What the exercise asks — From the first line to the last, write out the material exactly.

=======

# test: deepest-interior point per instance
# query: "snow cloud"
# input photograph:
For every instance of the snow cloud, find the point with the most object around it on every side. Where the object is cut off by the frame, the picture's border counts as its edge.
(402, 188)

=======

Answer space —
# test: deepest-interior point per instance
# query: "snow cloud"
# input photograph:
For every instance of the snow cloud, find the point with the most object around it on every side. Where the object is cut off by the frame, the picture's border counts as its edge.
(402, 188)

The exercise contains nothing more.